About this exercise >>
In the news article below about Dr. James Rosser, how many openings do laparoscopic surgeons make, and how long is each?

#### Excerpt provided ####

Daily News, City Beat, July 22, 2002
Clem Richardson, Daily News Staff Writer

BEAM ME UP:  A "Star Trek" fan, Dr. James Rosser and his colleagues are refining a 5-pound diagnostic computer they have dubbed a "Tricorder" - after a tool used on the television show.

Dr. James "Butch" Rosser has seen the future of medicine.  It's television.

Rosser, 48, is convinced that TV, in conjunction with computers, satellite phones and innovative surgical techniques, will change the face of medicine.

"To use the young-folk parlance, "It's all about the Benjamins,"" Rosser said with one of his frequent laughs.  "It's good medicine, and it's going to save everyone a whole lot of money."

He must be on to something.  Rosser's work has been featured on six documentaries shown on cable TV's Discovery Channel and TLC.  He has been the subject of reports on Cable News Network and "The CBS Morning News."  He has also been written about in numerous newspapers, magazines and medical journals.

A former assistant professor of surgery at Yale University Hospital and now head of the Advanced Medical Technology Institute in the Department of Surgery at Beth Israel Medical Center on Manhattan's East Side, Rosser is an internationally recognized authority on laparoscopic surgery.

Instead of cutting a large hole in a patient to reach the affected organ, laparoscopic surgeons make four half-inch-long openings around the area where they need to work.  Long, chopstick-like instruments with clamps, cutting tools and tiny video cameras on each end are then inserted into the openings.

#### Extracted records ####

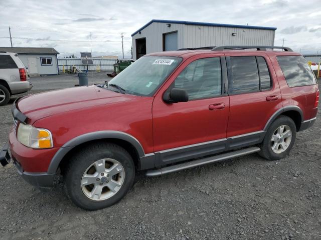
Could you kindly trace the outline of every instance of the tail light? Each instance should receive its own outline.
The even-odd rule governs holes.
[[[27,80],[27,74],[26,74],[26,70],[25,68],[19,68],[19,74],[20,74],[21,81]]]
[[[315,96],[315,102],[314,102],[314,108],[317,108],[317,104],[319,103],[319,98],[320,97],[320,92],[318,90]]]

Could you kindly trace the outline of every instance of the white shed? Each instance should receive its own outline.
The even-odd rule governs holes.
[[[131,34],[134,60],[145,54],[222,45],[269,46],[276,28],[151,20]]]
[[[32,76],[59,74],[57,58],[59,52],[52,48],[0,47],[0,52],[17,54]]]

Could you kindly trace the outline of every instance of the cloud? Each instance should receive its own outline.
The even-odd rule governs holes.
[[[101,21],[104,20],[103,18],[78,18],[75,20],[73,20],[73,22],[94,22],[94,21]]]
[[[306,26],[291,26],[281,30],[280,32],[283,34],[294,34],[300,32],[306,31],[307,28]]]
[[[321,31],[321,28],[310,28],[309,30],[309,32],[315,32],[318,31],[318,30]]]

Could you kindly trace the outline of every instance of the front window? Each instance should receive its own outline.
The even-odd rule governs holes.
[[[181,62],[180,58],[143,56],[109,81],[108,88],[116,84],[126,94],[151,96]]]

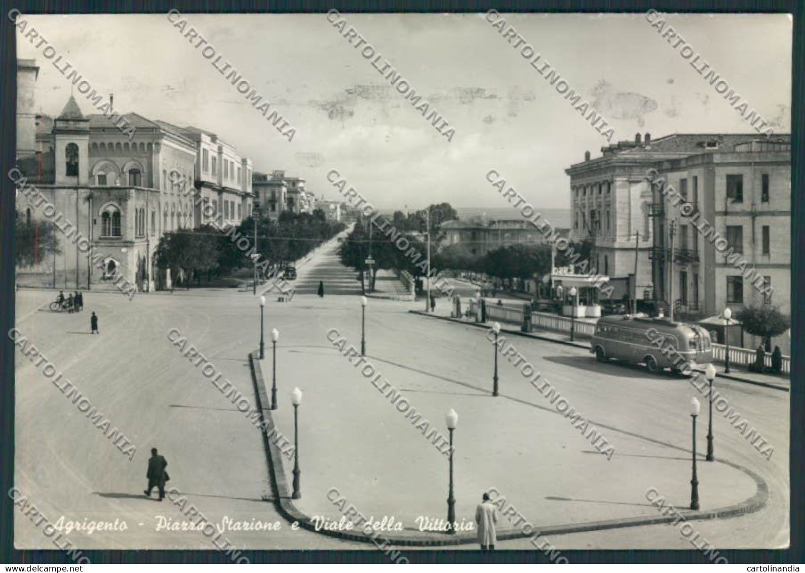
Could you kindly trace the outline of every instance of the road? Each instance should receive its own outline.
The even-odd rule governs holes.
[[[324,513],[328,508],[320,490],[339,486],[375,515],[411,516],[423,513],[417,509],[423,506],[441,517],[444,458],[326,339],[332,327],[353,344],[361,336],[359,282],[354,271],[338,264],[334,249],[322,249],[299,269],[293,302],[268,297],[266,311],[266,332],[271,328],[281,332],[278,369],[284,402],[278,425],[283,432],[292,432],[288,392],[294,385],[305,391],[300,507]],[[319,281],[324,283],[324,299],[316,295]],[[19,296],[30,307],[28,299],[43,293],[21,291]],[[142,494],[148,451],[157,447],[168,460],[170,484],[210,521],[281,522],[279,531],[225,531],[238,547],[371,547],[291,530],[263,499],[270,488],[258,431],[166,339],[169,329],[180,328],[254,402],[245,358],[258,343],[259,312],[250,293],[177,291],[138,295],[131,302],[112,293],[88,293],[85,306],[78,315],[35,313],[18,325],[138,446],[130,461],[18,352],[17,487],[52,521],[64,516],[73,521],[125,519],[127,524],[126,531],[73,531],[68,536],[72,541],[87,548],[211,547],[200,532],[156,530],[159,516],[183,518],[168,501],[160,504]],[[491,348],[482,331],[407,312],[419,306],[370,300],[368,353],[434,427],[444,427],[448,405],[460,412],[460,516],[471,520],[480,493],[490,486],[506,492],[513,502],[518,500],[516,505],[539,525],[649,514],[653,509],[646,506],[644,493],[651,486],[664,488],[683,507],[690,479],[687,412],[694,394],[684,380],[601,365],[577,348],[513,339],[543,377],[616,446],[616,455],[607,461],[591,451],[567,419],[550,411],[544,398],[508,364],[501,365],[502,395],[492,398]],[[91,311],[100,316],[99,336],[88,334]],[[788,394],[735,382],[724,383],[721,390],[774,445],[774,453],[766,461],[726,420],[716,418],[716,456],[758,474],[771,495],[758,513],[697,521],[696,528],[716,546],[784,546]],[[704,433],[698,435],[700,448]],[[703,461],[700,471],[703,508],[751,495],[745,476],[723,464],[708,467]],[[18,546],[47,546],[19,512],[15,527]],[[690,547],[679,529],[670,526],[576,534],[551,542],[564,548]],[[522,540],[498,546],[530,547]]]

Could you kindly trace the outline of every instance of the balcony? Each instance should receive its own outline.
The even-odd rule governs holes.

####

Exercise solution >>
Four openings, each half an inch long.